◆ **Tu tarea**
Desplaza cada número de las coordenadas sumándole 58 en las líneas de abajo que van desde la que contiene "For every instance of the black" hasta la última, ambas incluidas. Reescribe solo esas líneas y todas ellas, también las que no llevan coordenadas.
---*---
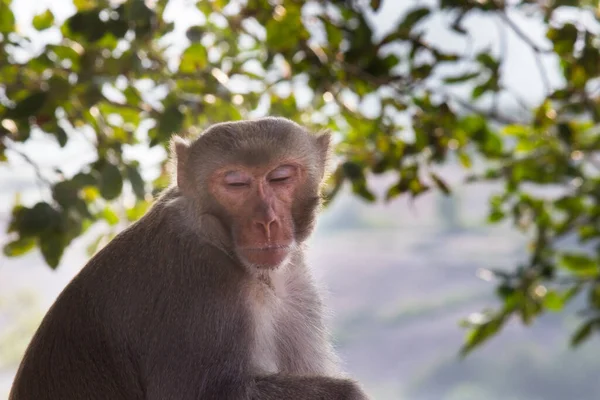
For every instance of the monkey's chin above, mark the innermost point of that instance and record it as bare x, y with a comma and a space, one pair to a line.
267, 257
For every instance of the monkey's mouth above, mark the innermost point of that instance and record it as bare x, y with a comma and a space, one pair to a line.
270, 256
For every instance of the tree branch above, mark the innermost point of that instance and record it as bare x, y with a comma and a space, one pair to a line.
538, 51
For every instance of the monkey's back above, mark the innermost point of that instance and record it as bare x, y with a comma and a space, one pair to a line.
108, 327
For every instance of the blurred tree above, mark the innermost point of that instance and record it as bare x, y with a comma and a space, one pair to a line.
110, 74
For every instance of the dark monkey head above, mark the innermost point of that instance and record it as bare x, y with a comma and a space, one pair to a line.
261, 179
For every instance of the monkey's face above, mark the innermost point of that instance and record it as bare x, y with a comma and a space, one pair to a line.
258, 202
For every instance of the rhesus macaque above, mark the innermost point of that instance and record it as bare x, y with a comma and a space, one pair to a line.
208, 295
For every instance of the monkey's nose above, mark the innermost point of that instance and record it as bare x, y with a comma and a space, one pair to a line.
267, 226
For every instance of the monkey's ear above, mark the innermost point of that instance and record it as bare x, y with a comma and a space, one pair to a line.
180, 150
324, 145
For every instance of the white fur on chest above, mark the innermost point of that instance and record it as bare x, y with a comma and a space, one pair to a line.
267, 305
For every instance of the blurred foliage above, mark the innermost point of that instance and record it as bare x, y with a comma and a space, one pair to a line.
110, 74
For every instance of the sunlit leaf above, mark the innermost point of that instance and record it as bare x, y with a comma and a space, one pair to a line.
43, 21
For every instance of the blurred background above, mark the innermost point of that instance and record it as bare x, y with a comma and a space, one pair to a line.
460, 242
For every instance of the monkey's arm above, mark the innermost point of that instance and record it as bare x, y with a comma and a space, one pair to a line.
203, 349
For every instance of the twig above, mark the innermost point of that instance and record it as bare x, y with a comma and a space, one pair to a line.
536, 49
522, 35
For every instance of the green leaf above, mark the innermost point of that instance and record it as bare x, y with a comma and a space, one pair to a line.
487, 60
440, 183
579, 264
52, 246
20, 246
461, 78
193, 59
34, 221
353, 170
137, 183
61, 136
170, 122
7, 18
43, 21
195, 33
83, 5
465, 160
583, 332
29, 106
111, 182
286, 33
110, 216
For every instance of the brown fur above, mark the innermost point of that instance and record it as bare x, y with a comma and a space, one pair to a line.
168, 310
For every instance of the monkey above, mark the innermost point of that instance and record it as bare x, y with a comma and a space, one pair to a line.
208, 295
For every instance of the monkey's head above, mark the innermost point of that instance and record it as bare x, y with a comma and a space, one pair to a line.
261, 179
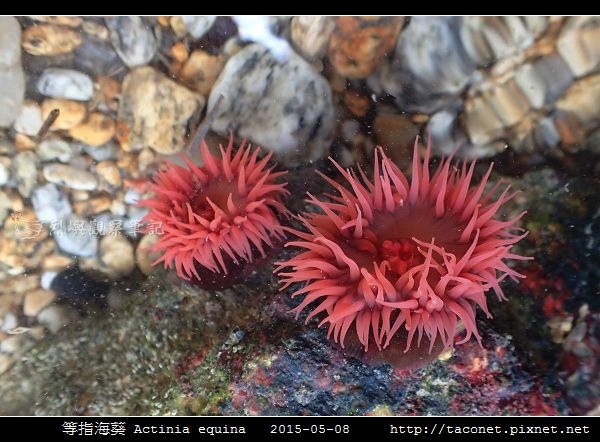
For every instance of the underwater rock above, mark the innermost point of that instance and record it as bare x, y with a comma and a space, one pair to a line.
578, 44
30, 119
50, 40
543, 80
359, 44
429, 64
154, 111
12, 78
310, 35
71, 112
65, 83
201, 70
582, 100
70, 176
133, 39
24, 169
50, 203
98, 129
76, 237
294, 122
52, 148
198, 25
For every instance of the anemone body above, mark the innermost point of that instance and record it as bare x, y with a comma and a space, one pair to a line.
219, 216
388, 257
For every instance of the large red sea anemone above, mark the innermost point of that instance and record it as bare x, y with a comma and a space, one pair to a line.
218, 216
386, 253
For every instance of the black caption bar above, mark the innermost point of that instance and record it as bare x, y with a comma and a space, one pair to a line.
483, 429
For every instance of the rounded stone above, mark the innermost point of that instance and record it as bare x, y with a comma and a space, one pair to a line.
30, 118
50, 40
154, 111
71, 112
133, 39
65, 83
259, 104
36, 301
70, 176
98, 129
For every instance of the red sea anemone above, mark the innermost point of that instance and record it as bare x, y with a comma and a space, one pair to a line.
386, 254
217, 216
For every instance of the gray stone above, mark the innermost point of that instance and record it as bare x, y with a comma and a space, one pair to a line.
133, 39
76, 237
12, 93
260, 103
429, 64
198, 25
50, 204
51, 149
69, 176
65, 83
310, 35
10, 43
24, 170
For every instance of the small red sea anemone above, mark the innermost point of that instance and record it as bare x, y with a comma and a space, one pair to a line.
216, 216
386, 254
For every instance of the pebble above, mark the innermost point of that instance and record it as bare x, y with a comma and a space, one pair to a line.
---*---
◆ **Solución completa**
For every instance of the black caption bar above, mark the innermost point of that instance and record it as bare x, y with a comma and a space, one pair to a line.
541, 487
For every instance of the rounded stone above, mark the innermost point of that instance and record it as bare x, y with a comma and a space, one pair to a line.
88, 176
108, 98
212, 169
129, 170
191, 97
123, 141
317, 162
94, 359
128, 234
156, 187
For every instance of the red sea anemone above, mark the innermost point of that instance and record it as bare x, y with a comma and a space, one pair to a line.
444, 312
275, 274
For every instance of the gray stone above, mark the innermost point of that instance and record it as bare x, y with a comma and a space, one pair to a line.
191, 97
134, 295
70, 151
318, 161
487, 122
256, 83
108, 262
109, 207
127, 234
123, 141
368, 93
68, 101
82, 228
For every instance of the small red sea anemone above, mark the innermost point of that instance and record it as bare x, y with a comma and a space, one pair to a line.
274, 274
444, 312
For every instance of the pebble above, mark the innermost point of that instance and record it as bare x, y with a comma and a space, one pair to a line.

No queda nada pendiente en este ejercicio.